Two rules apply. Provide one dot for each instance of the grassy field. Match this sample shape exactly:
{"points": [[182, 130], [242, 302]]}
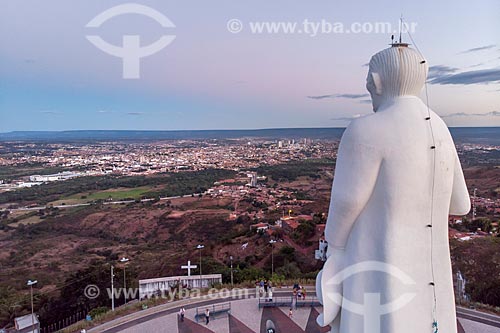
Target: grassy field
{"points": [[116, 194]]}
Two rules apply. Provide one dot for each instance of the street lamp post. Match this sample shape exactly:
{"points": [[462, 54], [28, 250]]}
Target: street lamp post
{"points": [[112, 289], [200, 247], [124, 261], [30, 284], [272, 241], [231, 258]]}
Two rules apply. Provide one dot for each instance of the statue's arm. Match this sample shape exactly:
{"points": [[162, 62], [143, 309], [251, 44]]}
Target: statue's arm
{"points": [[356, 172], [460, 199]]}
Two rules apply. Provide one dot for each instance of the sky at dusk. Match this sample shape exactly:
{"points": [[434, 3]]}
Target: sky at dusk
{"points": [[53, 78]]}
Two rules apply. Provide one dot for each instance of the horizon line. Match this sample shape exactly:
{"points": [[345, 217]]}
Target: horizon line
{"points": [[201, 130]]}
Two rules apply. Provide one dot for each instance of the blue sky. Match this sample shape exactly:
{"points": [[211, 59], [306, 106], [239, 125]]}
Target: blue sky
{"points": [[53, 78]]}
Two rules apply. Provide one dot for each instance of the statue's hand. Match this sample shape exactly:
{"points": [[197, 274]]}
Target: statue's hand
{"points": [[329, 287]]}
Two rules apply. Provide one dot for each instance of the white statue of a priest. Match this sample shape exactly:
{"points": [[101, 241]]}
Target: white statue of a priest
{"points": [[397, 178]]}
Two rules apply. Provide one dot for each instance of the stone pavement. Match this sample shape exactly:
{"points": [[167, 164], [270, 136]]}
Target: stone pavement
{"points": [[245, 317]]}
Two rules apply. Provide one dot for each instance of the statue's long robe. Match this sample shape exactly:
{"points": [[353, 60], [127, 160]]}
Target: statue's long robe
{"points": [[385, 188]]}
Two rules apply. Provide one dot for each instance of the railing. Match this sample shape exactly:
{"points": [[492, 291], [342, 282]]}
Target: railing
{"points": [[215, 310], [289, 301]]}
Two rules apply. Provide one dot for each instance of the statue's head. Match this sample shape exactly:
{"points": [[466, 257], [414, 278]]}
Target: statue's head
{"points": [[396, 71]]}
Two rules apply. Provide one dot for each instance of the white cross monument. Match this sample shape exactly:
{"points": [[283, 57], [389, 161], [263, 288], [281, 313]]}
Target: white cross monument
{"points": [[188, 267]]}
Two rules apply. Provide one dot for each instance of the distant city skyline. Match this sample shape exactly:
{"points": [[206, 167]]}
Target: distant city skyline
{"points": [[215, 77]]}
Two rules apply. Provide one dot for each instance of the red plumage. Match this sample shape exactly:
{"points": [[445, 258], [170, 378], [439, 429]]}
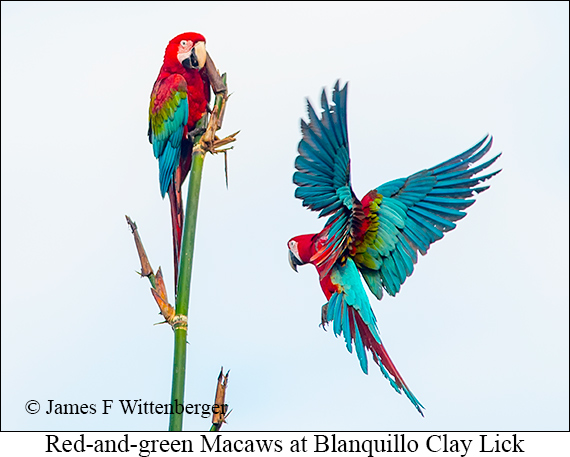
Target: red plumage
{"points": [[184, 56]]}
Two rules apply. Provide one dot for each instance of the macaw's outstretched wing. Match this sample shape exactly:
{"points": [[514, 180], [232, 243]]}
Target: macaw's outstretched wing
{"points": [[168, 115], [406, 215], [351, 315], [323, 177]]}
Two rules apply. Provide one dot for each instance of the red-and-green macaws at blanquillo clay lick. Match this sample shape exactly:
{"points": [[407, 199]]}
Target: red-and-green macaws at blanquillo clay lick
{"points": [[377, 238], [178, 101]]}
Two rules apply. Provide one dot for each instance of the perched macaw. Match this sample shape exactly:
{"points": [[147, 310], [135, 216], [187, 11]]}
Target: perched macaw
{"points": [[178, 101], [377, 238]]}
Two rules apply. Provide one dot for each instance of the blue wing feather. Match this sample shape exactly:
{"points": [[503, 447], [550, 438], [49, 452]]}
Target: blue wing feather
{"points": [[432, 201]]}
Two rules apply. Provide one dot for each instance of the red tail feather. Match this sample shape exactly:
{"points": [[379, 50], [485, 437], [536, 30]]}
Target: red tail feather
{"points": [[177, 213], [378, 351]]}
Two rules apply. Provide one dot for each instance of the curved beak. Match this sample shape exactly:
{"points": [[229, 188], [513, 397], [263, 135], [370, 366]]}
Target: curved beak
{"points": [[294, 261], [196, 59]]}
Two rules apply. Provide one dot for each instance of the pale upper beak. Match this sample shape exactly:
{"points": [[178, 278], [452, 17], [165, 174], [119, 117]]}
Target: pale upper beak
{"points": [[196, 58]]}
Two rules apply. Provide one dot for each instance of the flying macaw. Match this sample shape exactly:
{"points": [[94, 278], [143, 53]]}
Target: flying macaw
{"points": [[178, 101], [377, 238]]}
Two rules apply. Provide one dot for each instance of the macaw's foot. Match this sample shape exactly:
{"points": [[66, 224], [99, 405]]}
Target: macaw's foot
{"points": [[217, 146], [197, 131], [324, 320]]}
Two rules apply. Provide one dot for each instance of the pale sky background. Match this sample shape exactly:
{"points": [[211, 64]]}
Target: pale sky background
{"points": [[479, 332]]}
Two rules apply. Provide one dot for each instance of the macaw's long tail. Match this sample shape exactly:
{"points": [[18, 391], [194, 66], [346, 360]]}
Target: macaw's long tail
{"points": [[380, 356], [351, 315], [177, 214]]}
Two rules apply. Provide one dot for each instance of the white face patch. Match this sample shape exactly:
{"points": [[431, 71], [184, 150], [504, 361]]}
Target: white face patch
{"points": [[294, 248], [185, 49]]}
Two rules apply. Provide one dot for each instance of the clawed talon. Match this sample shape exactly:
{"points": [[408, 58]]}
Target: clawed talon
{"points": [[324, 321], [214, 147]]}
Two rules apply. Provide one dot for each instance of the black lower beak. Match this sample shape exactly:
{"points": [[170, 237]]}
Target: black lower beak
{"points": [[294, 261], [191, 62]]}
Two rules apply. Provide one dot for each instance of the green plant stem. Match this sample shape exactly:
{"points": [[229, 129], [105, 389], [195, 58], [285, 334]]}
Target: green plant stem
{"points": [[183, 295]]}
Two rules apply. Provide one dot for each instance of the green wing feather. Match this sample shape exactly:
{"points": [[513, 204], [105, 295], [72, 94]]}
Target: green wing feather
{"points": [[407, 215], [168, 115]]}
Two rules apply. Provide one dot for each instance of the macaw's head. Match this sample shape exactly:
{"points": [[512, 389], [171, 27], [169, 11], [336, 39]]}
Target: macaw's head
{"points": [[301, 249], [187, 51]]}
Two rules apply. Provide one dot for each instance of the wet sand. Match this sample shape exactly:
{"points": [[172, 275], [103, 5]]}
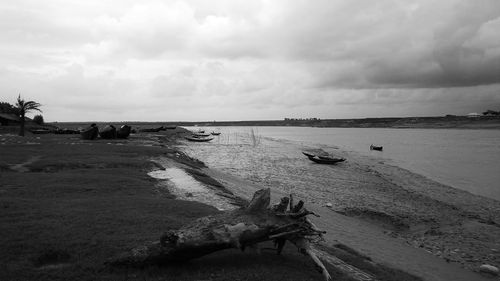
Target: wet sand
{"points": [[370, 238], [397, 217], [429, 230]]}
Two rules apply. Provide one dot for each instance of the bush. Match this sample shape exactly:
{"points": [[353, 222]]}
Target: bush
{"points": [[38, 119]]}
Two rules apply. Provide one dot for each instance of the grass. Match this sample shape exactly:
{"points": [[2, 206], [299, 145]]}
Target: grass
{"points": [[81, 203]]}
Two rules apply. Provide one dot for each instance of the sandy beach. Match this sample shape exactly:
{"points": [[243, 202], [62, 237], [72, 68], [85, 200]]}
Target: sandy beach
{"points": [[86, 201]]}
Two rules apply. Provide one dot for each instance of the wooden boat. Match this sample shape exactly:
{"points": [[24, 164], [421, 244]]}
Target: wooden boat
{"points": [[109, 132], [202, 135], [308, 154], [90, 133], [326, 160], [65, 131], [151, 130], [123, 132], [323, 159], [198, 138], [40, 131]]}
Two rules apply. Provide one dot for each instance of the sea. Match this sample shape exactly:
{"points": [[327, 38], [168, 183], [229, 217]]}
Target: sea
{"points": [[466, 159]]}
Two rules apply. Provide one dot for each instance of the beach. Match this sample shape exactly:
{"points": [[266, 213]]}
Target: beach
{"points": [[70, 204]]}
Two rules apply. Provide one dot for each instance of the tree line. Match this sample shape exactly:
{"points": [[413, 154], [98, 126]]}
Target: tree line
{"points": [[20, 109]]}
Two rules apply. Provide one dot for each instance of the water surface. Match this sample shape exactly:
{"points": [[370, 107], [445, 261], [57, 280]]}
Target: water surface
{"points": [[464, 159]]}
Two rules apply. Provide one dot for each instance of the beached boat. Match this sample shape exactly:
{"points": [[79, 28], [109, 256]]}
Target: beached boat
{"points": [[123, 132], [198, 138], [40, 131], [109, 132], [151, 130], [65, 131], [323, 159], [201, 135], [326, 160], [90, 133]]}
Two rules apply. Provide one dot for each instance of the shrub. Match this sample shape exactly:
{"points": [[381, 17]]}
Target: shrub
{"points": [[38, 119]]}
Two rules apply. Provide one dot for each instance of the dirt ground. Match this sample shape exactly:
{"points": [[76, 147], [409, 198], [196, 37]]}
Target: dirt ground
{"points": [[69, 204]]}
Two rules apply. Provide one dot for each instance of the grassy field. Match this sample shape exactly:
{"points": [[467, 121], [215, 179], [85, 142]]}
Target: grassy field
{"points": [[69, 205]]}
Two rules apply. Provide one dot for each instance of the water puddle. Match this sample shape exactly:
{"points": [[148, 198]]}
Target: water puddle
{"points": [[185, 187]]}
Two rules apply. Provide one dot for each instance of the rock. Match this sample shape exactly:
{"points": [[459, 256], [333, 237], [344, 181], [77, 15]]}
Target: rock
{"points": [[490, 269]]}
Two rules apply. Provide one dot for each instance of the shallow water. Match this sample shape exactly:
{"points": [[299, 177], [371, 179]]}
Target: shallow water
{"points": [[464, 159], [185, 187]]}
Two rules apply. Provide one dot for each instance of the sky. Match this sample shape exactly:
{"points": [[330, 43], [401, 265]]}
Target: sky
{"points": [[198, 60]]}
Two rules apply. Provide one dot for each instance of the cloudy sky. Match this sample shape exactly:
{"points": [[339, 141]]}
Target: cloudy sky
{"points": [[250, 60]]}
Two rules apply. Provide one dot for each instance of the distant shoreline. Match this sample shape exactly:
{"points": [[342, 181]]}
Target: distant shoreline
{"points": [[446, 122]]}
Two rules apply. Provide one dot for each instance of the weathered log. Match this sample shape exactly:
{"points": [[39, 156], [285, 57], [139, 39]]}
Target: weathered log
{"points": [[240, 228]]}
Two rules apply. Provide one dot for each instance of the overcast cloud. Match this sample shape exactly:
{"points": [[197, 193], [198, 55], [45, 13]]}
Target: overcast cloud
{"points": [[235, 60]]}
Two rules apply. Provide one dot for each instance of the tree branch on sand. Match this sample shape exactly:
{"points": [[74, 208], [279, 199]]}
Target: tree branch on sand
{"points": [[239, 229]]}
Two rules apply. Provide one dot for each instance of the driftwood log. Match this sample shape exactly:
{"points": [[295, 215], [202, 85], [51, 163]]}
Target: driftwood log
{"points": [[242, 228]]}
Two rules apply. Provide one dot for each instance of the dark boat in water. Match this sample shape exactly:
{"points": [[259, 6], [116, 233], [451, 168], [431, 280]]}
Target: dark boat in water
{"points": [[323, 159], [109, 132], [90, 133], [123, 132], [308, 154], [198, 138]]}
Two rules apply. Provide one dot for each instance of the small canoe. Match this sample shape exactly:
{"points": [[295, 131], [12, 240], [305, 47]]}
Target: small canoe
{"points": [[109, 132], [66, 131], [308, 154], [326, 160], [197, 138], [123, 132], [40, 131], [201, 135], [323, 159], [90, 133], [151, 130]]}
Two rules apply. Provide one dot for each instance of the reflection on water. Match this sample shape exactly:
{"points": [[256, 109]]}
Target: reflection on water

┄┄┄┄┄┄┄┄┄┄

■ **EXERCISE OBJECTIVE**
Extract every line from the one containing "of the weathered" through the last line of the data, inclusive, exactly as written.

■ **ANSWER IN FULL**
Two rules apply. Provide one dot for each instance of the weathered log. Match this sample shape exactly:
{"points": [[39, 156], [285, 57], [139, 39]]}
Target: weathered log
{"points": [[240, 228]]}
Two rules apply. Provide one dot for each instance of the overcast cloud. Match this sample shape exactly:
{"points": [[197, 193], [198, 55], [45, 13]]}
Target: overcast cloud
{"points": [[235, 60]]}
Two rules apply. Provide one dot for each instance of the tree branch on sand. Match this sample shape exactly:
{"points": [[74, 208], [279, 199]]}
Target: tree branch on sand
{"points": [[239, 229]]}
Two rules apply. Provide one dot for each instance of the driftwood log. Match this sample shape exactly:
{"points": [[295, 215], [202, 85], [51, 163]]}
Target: driftwood log
{"points": [[242, 228]]}
Two rules apply. Provide one dot for each instance of the dark boat in water. Match this sample shape exactly:
{"points": [[259, 6], [116, 233], [451, 168], [431, 280]]}
Target: dark boat in water
{"points": [[323, 159], [109, 132], [90, 133], [123, 132], [308, 154], [198, 138]]}
Two rules apply. Provide one dot for each instance of the small canoe. Match this sample shape exactly:
{"points": [[295, 131], [12, 240], [305, 47]]}
Target: small canoe
{"points": [[109, 132], [66, 131], [308, 154], [326, 160], [197, 138], [123, 132], [40, 131], [201, 135], [323, 159], [90, 133], [151, 130]]}
Two rules apply. Provide one dot for each instance of the reflection on water. Match this sample shape exactly:
{"points": [[256, 109]]}
Target: reflection on water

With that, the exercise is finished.